## [Passage]
========

Live album by Oregon
- Released: 1975
- Recorded: live before an invited audience at Vanguard´s Studio in New York City on April 8 & 9, 1975
- Genre: Jazz
- Length: 42:36
- Label: Vanguard
- Producer: Oregon

Oregon chronology
| Winter Light (1974) | In Concert (1975) | Together (1976) |

= In Concert (Oregon album) =

In Concert is a live album by the American jazz group Oregon released in 1975. The album peaked at number 35 on the Billboard Jazz Albums chart in 1976.

========

## [Data provided]
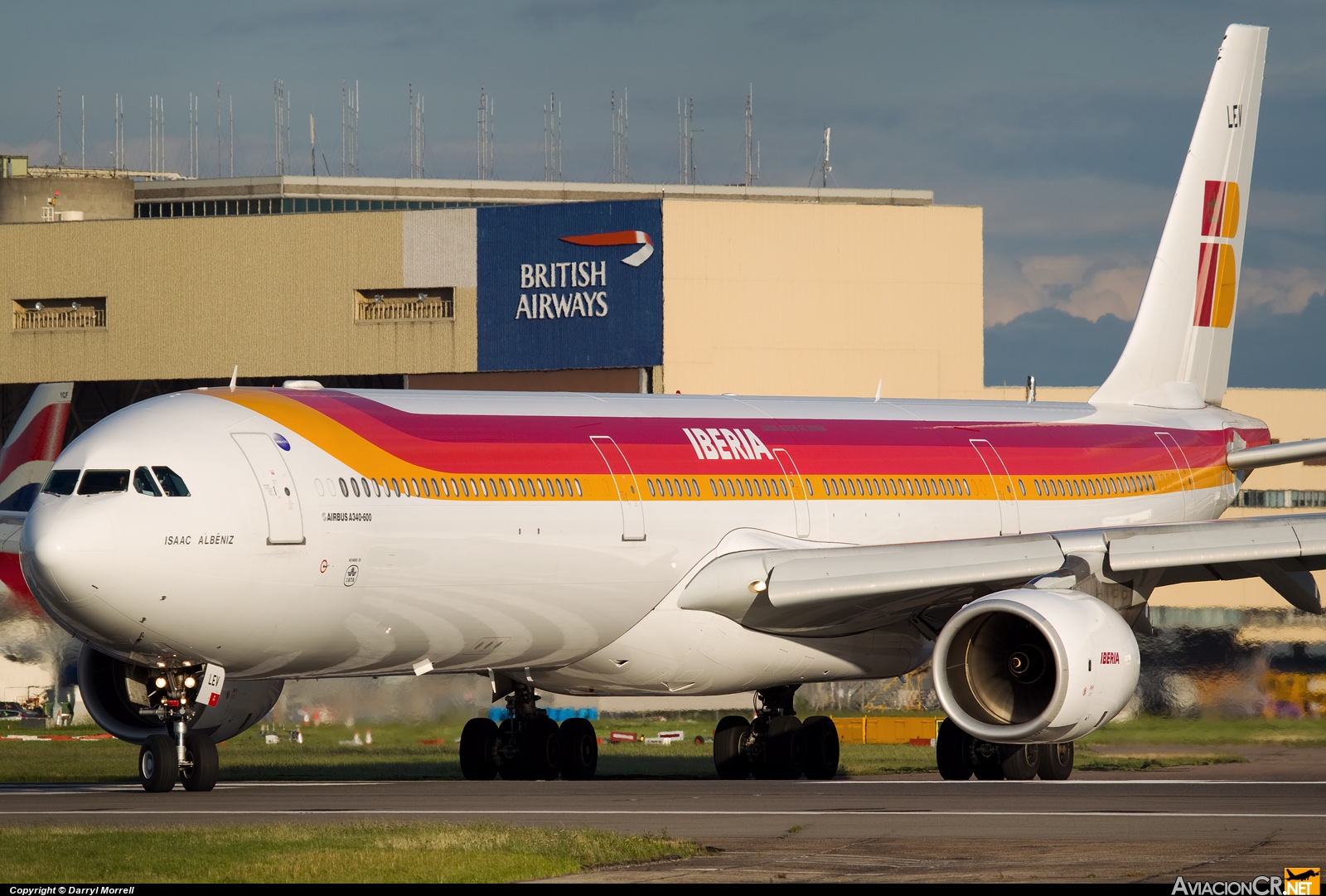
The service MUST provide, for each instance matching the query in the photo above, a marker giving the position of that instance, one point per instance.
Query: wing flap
(830, 592)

========

## [Tasks]
**A.** Answer these questions from the In Concert album entry:
(i) Where was the album recorded?
(ii) Who is listed as the producer?
(iii) What peak position did the album reach on the Billboard Jazz Albums chart, and in what year?
**B.** Summarize the In Concert album entry in two sentences.
**C.** Extend the In Concert album entry past its final sentence.
The material comes from a separate source and has no connection to the album entry.

## [Results for each task]
**A.**
(i) Live before an invited audience at Vanguard´s Studio in New York City, on April 8 & 9, 1975.
(ii) Oregon.
(iii) Number 35, in 1976.

**B.** In Concert is a 42:36 live jazz album by the American group Oregon, recorded before an invited audience at Vanguard´s Studio in New York City on April 8 & 9, 1975, and released that year on the Vanguard label with Oregon as producer. It falls between Winter Light (1974) and Together (1976) in the group's chronology and peaked at number 35 on the Billboard Jazz Albums chart in 1976.

**C.**
==Reception==

In a review for AllMusic, Ron Wynn awarded the album 4 stars, writing: "A textbook live recording by Oregon... It contains their usual classical, African, and jazz elements and shows that they're more aggressive and animated in performance than in the studio. The recording is excellent and fully displays the broad range of colors, rhythms, and textures that they present. The authors of The Penguin Guide to Jazz commented: "'Silence Of A Candle' is absolutely magisterial, and even more abstract pieces... underline that what Oregon was best at was real-time improvisation... Walcott's influence on the group is even more obvious in a concert setting. There is rarely a moment when he is not shaping or reshaping the music."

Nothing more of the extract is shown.